WHAT THE TASK ASKS — Keep each line of the material that includes "response", and leave out the rest.

↓↓↓

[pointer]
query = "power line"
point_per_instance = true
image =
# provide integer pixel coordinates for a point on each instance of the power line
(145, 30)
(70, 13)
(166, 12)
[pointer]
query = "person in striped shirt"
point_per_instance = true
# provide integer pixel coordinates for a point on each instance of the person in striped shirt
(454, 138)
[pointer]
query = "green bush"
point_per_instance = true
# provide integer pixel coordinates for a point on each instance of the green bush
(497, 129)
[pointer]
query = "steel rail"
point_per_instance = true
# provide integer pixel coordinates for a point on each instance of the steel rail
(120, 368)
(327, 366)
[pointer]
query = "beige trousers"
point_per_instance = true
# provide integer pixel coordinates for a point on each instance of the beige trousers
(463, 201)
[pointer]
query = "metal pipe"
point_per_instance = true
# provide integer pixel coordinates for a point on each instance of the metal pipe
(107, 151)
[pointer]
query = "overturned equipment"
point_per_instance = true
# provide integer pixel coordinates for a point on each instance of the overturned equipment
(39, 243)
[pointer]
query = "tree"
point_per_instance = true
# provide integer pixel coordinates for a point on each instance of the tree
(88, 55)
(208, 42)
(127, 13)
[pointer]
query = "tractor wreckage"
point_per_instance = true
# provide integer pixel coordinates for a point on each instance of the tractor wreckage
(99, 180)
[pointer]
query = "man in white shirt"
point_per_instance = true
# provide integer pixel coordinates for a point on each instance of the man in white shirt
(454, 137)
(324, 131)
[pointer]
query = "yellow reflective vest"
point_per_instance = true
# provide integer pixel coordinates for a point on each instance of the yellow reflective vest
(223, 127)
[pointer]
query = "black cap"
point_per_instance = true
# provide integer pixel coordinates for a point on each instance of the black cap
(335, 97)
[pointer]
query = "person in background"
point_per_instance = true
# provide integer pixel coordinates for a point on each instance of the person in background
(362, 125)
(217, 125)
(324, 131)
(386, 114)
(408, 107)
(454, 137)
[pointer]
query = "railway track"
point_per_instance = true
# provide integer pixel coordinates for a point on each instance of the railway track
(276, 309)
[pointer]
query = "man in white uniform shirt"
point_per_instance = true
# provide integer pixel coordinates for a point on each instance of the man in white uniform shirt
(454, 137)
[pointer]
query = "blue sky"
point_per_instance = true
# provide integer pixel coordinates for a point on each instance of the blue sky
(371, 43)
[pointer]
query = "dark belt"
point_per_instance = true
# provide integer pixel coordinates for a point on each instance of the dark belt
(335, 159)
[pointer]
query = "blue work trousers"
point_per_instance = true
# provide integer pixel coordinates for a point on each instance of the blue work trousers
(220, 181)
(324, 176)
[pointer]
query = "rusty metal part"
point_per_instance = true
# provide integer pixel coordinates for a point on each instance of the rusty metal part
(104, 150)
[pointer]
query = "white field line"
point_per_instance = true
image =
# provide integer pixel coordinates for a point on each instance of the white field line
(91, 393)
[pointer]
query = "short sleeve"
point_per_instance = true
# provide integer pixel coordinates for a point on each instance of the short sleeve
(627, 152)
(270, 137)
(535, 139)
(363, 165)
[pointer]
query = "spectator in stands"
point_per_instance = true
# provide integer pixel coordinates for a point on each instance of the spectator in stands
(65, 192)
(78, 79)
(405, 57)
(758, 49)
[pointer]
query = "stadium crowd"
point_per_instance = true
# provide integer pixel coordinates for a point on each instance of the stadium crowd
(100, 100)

↑↑↑
↓↓↓

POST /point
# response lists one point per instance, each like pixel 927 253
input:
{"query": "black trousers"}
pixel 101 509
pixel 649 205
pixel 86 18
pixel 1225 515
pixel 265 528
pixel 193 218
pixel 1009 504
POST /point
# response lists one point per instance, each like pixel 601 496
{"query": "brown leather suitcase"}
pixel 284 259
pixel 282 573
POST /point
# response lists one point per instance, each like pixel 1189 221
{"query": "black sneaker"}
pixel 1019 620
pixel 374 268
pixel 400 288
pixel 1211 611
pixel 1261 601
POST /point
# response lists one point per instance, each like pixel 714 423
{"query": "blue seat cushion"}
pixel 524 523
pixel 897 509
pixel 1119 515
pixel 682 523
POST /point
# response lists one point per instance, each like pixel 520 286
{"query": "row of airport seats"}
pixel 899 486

↑↑↑

SOLUTION FOR THIS TASK —
# response lists one point per instance, each like pixel 927 253
# response lists one point per instance, each like pixel 601 496
# response lists one point per instance, each like pixel 1189 221
# response lists one point per instance, each like pixel 714 423
# response lists one point per instance, each like pixel 520 286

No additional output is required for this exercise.